------ TEXT SHOWN ------
Surfing in Cornwall

Cornwall is a great place to learn to surf because most of the surf spots are at nice sandy stretches of beach as opposed to other types of surf spots where the waves break over reef or off a headland or rivermouth.  Most of the beaches are also lifeguarded  throughout the summer months which makes for a safer, more enjoyable experience if you are surfing outside of your lesson.

The peninsular shape of Cornwall offers surfers almost 360 degrees of coastline maximising the variety of shelter and exposure to the Atlantic swells.  When the waves are small we head to the more exposed beaches and on the bigger days we find more sheltered spots.Due to the headland at St.Agnes we have the advantage of being a little bit sheltered from the full power of the Atlantic when we want to be.  However when you are ready for a challenge or if the waves get too small then we just head round the corner of the coast line to Chapel Porth or Porthtowan beach.
------
WRITTEN EXERCISE 1: In the listing below, begin at the line that has "ocean, one per instance" and stop after the final line of the listing, giving only those lines again with their requests kept. Multiply every answer coordinate by 0.8 and round each result to a whole number, with halves rounded up.
------ SOURCE MATERIAL ------
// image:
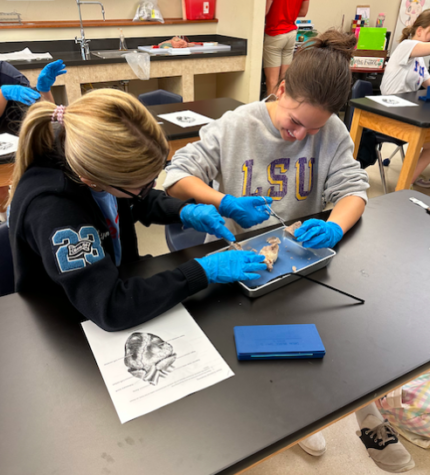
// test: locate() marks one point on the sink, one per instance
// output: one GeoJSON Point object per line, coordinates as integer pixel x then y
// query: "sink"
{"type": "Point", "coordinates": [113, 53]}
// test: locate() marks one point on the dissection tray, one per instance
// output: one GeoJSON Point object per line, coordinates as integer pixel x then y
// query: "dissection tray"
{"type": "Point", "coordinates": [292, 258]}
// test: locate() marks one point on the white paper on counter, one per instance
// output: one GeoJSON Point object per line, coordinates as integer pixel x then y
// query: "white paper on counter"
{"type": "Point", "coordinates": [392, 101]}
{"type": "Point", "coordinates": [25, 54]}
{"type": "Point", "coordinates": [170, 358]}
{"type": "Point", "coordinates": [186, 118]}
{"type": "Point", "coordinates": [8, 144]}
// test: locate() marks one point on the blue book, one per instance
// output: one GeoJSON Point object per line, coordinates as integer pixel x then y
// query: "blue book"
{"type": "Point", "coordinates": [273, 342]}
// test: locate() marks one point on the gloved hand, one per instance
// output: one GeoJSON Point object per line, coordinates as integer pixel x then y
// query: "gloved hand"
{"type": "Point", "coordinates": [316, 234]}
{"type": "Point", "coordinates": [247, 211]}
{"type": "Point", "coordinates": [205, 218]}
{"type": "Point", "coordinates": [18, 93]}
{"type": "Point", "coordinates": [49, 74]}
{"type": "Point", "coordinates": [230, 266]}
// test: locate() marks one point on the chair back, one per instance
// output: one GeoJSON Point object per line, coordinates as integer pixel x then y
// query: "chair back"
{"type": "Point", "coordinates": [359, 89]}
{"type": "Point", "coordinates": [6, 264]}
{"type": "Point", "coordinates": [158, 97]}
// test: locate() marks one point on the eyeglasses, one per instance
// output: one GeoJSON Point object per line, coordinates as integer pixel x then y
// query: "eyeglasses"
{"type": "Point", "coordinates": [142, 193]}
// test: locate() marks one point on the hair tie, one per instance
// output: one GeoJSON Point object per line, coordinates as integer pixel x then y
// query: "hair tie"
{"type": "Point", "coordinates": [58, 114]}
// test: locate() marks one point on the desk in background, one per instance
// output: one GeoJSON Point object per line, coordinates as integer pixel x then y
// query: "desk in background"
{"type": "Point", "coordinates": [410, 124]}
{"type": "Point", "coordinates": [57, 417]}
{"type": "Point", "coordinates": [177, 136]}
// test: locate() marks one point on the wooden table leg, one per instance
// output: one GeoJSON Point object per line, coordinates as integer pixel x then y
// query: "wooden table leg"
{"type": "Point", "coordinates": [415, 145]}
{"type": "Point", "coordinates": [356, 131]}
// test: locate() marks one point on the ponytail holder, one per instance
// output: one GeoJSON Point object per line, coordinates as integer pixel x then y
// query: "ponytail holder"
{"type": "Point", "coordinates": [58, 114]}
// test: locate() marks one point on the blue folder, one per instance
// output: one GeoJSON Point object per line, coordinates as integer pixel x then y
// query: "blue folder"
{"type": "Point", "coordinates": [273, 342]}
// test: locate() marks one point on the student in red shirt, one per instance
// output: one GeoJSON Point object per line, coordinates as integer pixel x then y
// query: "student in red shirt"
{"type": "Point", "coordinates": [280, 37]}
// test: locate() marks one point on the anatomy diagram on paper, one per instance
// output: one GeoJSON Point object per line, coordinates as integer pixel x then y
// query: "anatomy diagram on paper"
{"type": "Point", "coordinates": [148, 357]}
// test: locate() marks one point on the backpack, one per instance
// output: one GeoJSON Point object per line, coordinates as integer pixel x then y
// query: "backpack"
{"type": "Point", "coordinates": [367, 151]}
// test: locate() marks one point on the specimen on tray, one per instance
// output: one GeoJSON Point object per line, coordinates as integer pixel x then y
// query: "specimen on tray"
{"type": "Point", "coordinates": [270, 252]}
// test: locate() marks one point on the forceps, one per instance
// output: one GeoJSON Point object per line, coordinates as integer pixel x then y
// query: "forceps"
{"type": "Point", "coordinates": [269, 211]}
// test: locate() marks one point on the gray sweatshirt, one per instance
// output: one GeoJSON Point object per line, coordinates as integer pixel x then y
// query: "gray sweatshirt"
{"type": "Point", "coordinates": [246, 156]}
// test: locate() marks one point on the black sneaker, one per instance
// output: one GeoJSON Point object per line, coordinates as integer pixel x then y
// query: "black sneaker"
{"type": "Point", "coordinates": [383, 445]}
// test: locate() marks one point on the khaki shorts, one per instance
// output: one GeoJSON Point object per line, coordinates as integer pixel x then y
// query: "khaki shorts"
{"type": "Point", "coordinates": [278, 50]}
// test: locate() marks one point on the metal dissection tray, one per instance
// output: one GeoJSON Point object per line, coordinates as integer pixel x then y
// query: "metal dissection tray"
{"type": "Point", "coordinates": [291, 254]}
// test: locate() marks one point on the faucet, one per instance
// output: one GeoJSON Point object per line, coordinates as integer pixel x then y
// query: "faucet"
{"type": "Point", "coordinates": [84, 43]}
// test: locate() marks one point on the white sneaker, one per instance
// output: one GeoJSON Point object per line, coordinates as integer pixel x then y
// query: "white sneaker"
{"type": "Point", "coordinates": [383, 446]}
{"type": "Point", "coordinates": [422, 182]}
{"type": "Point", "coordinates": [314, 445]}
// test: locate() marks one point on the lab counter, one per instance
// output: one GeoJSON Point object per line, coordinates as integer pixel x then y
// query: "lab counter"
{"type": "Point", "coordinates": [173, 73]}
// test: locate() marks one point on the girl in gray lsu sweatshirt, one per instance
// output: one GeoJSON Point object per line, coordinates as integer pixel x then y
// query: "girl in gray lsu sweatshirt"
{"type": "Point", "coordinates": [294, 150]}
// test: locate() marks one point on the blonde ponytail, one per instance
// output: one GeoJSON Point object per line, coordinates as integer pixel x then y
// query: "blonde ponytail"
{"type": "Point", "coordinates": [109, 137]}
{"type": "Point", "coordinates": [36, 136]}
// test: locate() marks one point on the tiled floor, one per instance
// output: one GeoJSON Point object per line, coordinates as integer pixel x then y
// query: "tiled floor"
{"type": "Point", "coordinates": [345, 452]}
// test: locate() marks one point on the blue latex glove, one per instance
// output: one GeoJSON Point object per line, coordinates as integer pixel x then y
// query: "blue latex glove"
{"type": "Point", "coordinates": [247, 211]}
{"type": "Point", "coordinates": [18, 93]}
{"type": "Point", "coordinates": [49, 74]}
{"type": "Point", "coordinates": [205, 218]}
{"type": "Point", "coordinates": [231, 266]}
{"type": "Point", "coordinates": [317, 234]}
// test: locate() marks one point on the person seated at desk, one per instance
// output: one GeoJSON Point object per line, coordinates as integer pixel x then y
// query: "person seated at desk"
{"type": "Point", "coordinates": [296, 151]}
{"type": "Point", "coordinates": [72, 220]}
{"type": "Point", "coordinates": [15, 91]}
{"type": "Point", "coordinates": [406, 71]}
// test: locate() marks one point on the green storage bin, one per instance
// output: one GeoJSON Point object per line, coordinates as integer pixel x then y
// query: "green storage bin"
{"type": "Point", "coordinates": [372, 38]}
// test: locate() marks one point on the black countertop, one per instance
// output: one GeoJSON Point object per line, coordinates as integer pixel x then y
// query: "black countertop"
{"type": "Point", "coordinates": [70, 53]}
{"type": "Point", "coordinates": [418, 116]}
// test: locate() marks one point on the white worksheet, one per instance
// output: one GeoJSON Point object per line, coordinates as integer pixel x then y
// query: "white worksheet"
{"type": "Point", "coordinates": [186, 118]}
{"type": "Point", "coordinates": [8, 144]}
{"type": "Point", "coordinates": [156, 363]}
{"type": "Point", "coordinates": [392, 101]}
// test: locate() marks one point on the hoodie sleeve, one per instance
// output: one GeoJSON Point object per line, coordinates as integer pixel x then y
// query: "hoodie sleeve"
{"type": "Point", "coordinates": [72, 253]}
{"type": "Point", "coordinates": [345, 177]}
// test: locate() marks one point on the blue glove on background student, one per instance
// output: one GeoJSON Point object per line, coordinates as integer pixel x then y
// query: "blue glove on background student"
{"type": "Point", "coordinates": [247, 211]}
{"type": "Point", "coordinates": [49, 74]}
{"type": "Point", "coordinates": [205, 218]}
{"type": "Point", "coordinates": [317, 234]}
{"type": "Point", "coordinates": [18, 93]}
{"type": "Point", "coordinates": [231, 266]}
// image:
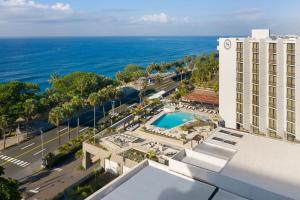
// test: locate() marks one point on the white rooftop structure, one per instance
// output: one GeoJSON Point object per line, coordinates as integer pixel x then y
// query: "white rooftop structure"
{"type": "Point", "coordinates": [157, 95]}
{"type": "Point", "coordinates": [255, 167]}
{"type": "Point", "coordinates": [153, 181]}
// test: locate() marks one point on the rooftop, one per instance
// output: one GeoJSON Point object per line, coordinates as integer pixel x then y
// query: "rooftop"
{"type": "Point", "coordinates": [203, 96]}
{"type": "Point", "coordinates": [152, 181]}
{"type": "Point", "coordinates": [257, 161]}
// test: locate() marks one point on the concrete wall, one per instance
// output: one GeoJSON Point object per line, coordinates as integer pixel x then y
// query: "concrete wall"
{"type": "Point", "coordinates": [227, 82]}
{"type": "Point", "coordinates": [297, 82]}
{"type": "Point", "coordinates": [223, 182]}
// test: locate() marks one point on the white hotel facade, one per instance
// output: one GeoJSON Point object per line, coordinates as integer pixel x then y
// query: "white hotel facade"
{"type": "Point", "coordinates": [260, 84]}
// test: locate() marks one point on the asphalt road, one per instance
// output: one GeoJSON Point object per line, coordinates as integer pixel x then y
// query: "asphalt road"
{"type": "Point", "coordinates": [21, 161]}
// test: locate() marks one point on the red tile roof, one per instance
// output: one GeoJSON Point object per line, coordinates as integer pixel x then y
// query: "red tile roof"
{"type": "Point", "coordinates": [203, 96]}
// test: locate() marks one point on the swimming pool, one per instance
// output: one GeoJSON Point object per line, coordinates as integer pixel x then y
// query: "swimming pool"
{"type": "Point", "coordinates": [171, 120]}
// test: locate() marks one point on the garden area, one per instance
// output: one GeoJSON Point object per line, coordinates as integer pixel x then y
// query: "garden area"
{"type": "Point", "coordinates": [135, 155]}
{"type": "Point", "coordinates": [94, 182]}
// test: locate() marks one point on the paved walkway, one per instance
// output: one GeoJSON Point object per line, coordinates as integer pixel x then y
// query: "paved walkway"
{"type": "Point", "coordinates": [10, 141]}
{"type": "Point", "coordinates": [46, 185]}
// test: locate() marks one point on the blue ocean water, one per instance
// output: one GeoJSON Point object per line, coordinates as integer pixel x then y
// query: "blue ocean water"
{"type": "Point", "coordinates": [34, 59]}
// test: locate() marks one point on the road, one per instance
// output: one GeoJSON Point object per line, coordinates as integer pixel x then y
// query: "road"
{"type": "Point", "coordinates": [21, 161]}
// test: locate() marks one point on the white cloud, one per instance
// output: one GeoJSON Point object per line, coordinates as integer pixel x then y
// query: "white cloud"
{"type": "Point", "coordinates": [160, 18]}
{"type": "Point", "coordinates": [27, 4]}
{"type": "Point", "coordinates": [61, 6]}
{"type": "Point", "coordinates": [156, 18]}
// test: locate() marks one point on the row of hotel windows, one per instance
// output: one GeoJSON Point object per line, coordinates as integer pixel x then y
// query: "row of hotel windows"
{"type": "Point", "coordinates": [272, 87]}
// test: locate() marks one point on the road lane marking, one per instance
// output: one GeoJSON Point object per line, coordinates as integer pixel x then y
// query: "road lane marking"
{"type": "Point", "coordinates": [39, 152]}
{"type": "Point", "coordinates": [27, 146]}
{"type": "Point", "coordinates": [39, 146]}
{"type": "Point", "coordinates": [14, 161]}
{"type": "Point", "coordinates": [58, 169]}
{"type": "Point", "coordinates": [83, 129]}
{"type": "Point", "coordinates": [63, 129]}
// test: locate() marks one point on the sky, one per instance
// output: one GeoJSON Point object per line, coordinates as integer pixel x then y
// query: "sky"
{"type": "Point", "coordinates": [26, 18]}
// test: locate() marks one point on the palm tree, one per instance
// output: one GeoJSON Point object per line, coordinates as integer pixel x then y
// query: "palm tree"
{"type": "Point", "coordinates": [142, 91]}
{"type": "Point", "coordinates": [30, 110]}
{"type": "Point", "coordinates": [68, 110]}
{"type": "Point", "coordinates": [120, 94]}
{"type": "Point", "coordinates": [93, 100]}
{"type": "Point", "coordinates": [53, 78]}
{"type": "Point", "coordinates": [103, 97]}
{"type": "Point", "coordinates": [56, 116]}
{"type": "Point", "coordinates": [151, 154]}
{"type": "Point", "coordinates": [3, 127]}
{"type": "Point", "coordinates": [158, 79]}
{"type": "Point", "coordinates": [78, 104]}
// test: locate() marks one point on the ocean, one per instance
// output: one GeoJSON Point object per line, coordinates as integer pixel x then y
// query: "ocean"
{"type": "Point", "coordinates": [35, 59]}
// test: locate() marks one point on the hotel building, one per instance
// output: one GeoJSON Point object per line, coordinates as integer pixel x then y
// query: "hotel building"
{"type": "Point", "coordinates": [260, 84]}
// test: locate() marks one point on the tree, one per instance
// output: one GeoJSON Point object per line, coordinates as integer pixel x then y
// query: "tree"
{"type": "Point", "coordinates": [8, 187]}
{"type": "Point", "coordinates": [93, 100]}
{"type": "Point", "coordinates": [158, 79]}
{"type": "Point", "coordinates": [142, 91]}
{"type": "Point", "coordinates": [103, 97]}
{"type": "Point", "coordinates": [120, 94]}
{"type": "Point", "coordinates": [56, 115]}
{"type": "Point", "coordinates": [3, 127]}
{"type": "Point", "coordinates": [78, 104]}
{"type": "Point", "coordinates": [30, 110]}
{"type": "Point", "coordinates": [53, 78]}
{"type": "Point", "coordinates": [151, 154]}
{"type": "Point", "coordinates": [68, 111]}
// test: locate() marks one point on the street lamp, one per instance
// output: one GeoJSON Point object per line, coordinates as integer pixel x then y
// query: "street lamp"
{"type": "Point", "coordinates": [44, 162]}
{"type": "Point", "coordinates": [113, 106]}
------
WRITTEN EXERCISE 2: Carry on the text about surfing in Cornwall from the point where it stops.

WRITTEN REPLY 1:
// test: locate() marks one point on the ocean, one per instance
// output: one GeoJSON Point object per line, coordinates as integer pixel x then y
// query: "ocean"
{"type": "Point", "coordinates": [28, 47]}
// test: locate() marks one point on the hotel building, one per instance
// output: one GeoJSON Point object per line, coordinates as integer pixel x then y
// query: "hotel building"
{"type": "Point", "coordinates": [208, 67]}
// test: locate() marks one point on the tree, one per instance
// output: one GeoJSON Point object per line, coordinates as integer pixel x then y
// query: "tree"
{"type": "Point", "coordinates": [6, 150]}
{"type": "Point", "coordinates": [74, 80]}
{"type": "Point", "coordinates": [126, 63]}
{"type": "Point", "coordinates": [114, 73]}
{"type": "Point", "coordinates": [82, 78]}
{"type": "Point", "coordinates": [96, 75]}
{"type": "Point", "coordinates": [45, 92]}
{"type": "Point", "coordinates": [2, 102]}
{"type": "Point", "coordinates": [62, 83]}
{"type": "Point", "coordinates": [24, 88]}
{"type": "Point", "coordinates": [42, 62]}
{"type": "Point", "coordinates": [121, 123]}
{"type": "Point", "coordinates": [54, 89]}
// test: locate() marks one point on the street lamp, one per instance
// output: one GeoJSON Point object per line, coordinates as integer pixel x then y
// query: "street lamp"
{"type": "Point", "coordinates": [35, 130]}
{"type": "Point", "coordinates": [90, 85]}

WRITTEN REPLY 2:
Cornwall’s latitude and the gulf stream makes it a lot milder than surfing in other parts of the country hence the surfing industry has blossomed and Cornwall.

Cornwall has no shortage of surfing schools and surfing lessons in Cornwall have become a must for any visit to the south west!  In St.Agnes we are fortunate to have quite a mellow tourist industry relative to beaches further up the coast, where surf schools are forced to squeeze between each other putting a dampener on the surfing experience.

When it comes to local knowledge and experience in St.Agnes, Breakers surf school is unrivaled and invaluable to your surf lesson.  Set up in 2006 by long time local surfer Tom Roberson, such experience and expertise at your finger tips you can be sure to have a surf lesson at the most appropriate spot and on the equipment that best suits your individual needs for the surf lesson.

Cornwalls’ first encounter of surfing was from visiting Australian swimming Olympian Charles `Snow` Mac Allistair who in 1928 visited spots along the Cornish coast introducing surfing to Cornwall.  Until then surfing in Cornwall had only been done lying prone on wooden belly boards, which you can still see being used today at the world bellyboarding championships at Chapel Porth beach in St.Agnes (www.bellyboarding.co.uk ).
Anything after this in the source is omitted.